# [Directions]
The entries below are to be repeated exactly, and their pictures left out.

[Records contained in a dataset]
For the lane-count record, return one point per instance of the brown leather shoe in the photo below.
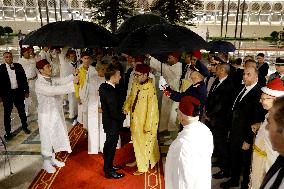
(133, 164)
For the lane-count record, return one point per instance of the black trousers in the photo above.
(240, 161)
(220, 136)
(15, 97)
(109, 151)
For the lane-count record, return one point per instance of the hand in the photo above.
(167, 93)
(245, 146)
(162, 83)
(76, 72)
(76, 80)
(255, 127)
(125, 112)
(145, 132)
(79, 101)
(100, 110)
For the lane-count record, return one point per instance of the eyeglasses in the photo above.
(137, 75)
(263, 99)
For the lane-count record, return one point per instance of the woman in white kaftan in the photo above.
(263, 154)
(29, 65)
(188, 162)
(51, 121)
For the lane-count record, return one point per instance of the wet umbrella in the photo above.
(161, 39)
(138, 21)
(221, 46)
(72, 33)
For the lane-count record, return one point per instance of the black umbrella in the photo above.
(72, 33)
(161, 39)
(221, 46)
(138, 21)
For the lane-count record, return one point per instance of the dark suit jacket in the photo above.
(112, 115)
(5, 84)
(247, 112)
(219, 103)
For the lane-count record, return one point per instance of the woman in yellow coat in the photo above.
(142, 104)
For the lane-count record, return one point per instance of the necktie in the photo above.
(12, 67)
(215, 84)
(238, 99)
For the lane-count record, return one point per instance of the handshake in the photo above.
(163, 86)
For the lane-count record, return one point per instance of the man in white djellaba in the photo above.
(188, 162)
(68, 62)
(29, 65)
(171, 72)
(52, 127)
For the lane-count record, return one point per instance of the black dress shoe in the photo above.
(9, 136)
(230, 183)
(116, 168)
(220, 175)
(114, 175)
(26, 130)
(216, 164)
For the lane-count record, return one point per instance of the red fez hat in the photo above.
(274, 88)
(142, 68)
(25, 49)
(140, 59)
(189, 106)
(174, 54)
(40, 64)
(197, 54)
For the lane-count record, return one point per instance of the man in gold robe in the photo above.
(142, 104)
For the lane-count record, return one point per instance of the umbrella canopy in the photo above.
(72, 33)
(138, 21)
(160, 39)
(221, 46)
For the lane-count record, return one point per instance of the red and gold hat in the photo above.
(40, 64)
(189, 106)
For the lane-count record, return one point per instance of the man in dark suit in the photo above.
(112, 117)
(246, 111)
(14, 89)
(219, 103)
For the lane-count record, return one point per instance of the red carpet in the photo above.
(86, 171)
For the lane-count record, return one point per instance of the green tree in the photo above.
(8, 30)
(2, 31)
(107, 12)
(176, 11)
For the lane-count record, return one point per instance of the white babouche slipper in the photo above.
(47, 165)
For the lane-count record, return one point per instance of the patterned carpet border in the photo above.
(153, 178)
(44, 180)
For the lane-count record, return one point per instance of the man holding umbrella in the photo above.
(172, 72)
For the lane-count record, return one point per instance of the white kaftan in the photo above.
(29, 66)
(188, 163)
(51, 121)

# [Result of this exercise]
For the lane-count record, return one point per instance of the brown leather shoe in the photo below.
(133, 164)
For the lane-count record, return one point per instance of the black trousers in the photo above.
(240, 161)
(220, 136)
(15, 97)
(109, 151)
For the lane-count record, return one point per instance of the hand in the photo above.
(167, 93)
(245, 146)
(162, 83)
(76, 72)
(76, 80)
(255, 127)
(125, 112)
(145, 132)
(79, 101)
(100, 110)
For the lane-count record, return one point per instance of the eyeglasses in the photo above.
(137, 75)
(263, 99)
For the lane-count record, return one point per instance of the woman in white kaftan in the photo above.
(263, 154)
(29, 65)
(188, 162)
(51, 121)
For the lane-count record, return one point per instance of the wet umbrella in the photo above.
(161, 39)
(138, 21)
(221, 46)
(72, 33)
For the lane-count record, return one point per instance of the black umbrella in the photo above.
(72, 33)
(161, 39)
(221, 46)
(138, 21)
For the lane-count record, return one point per instance of the dark suit jacket in the photo above.
(112, 115)
(5, 84)
(247, 112)
(219, 103)
For the lane-count record, return one point per instance of the woman in yellow coat in the photo above.
(142, 104)
For the lane-count record, return one point per instance of the necktie in the photo above.
(12, 67)
(215, 84)
(238, 99)
For the lane-count record, return one point per instance of the handshake in the photo above.
(163, 86)
For the lane-count record, return one point per instance of the man in white djellaba in the photo above.
(188, 162)
(68, 62)
(29, 65)
(171, 72)
(52, 127)
For the lane-count record, return one point per instance of the black dress shoe in the photo above.
(9, 136)
(230, 183)
(116, 168)
(220, 175)
(114, 175)
(26, 130)
(216, 164)
For the lane-count record, return one point per instance of the red fez hat in the photo above.
(274, 88)
(142, 68)
(25, 49)
(140, 59)
(189, 106)
(174, 54)
(40, 64)
(197, 54)
For the lane-count record, return one point per instance of the man in gold robe in the photo above.
(142, 104)
For the lane-count record, return one point per instance of the umbrella canopy in the photo above.
(72, 33)
(138, 21)
(160, 39)
(221, 46)
For the lane-count record, return one point per instance of the red and gold hat in the photo above.
(40, 64)
(189, 106)
For the lane-count record, return one point per instance of the man in dark suit in the photo above.
(112, 117)
(246, 111)
(14, 89)
(219, 103)
For the lane-count record, return one point per instance of the red carpet in the photo above.
(86, 171)
For the lane-count record, return one point per instance of the green tree in the photo above.
(8, 30)
(2, 31)
(107, 12)
(176, 11)
For the lane-count record, return one point per instance of the white babouche slipper in the photo above.
(47, 165)
For the lane-count record, return one point per instance of the patterned carpet border in the photo above.
(153, 178)
(44, 180)
For the lane-count record, return one point per instance of the man holding umbrella in the photo above.
(172, 72)
For the lane-count record, return one point per instance of the white kaftan in the photo above.
(29, 66)
(188, 163)
(51, 121)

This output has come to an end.